▶ _Dataset excerpts_:

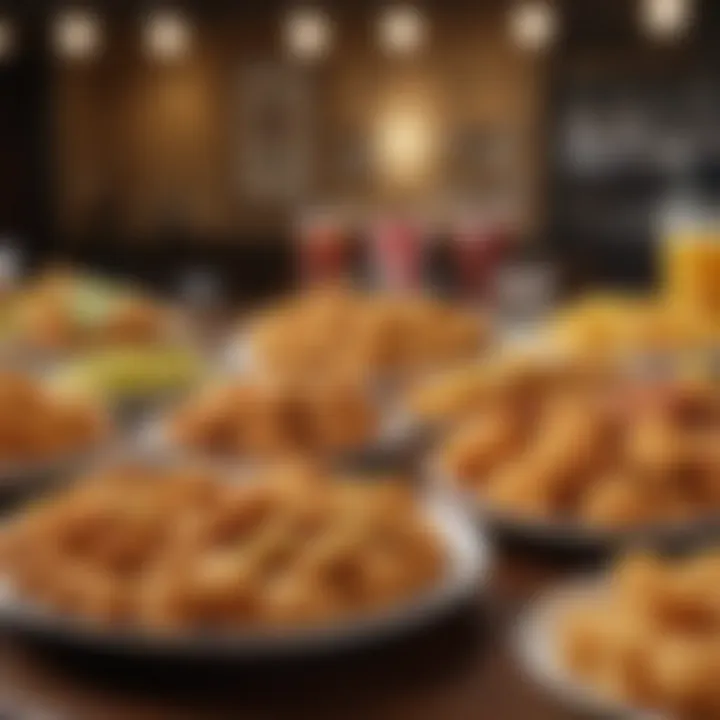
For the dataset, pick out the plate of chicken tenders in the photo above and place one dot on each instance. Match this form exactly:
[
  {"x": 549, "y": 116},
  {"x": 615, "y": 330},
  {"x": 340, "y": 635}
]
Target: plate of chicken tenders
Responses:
[
  {"x": 640, "y": 640},
  {"x": 579, "y": 454},
  {"x": 154, "y": 557},
  {"x": 242, "y": 419},
  {"x": 374, "y": 337}
]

▶ _Exercise requirements_:
In your copy, restate the data above word for word but leave out any picture.

▶ _Expected answer_:
For the dataset, pick out the plate of chicken tenders in the photo above and place one dot on each instance. Match this form exactly:
[
  {"x": 549, "y": 116},
  {"x": 615, "y": 330},
  {"x": 340, "y": 635}
]
Target: plate of chicken tenders
Responses:
[
  {"x": 640, "y": 640},
  {"x": 579, "y": 454},
  {"x": 154, "y": 557},
  {"x": 242, "y": 419},
  {"x": 374, "y": 337}
]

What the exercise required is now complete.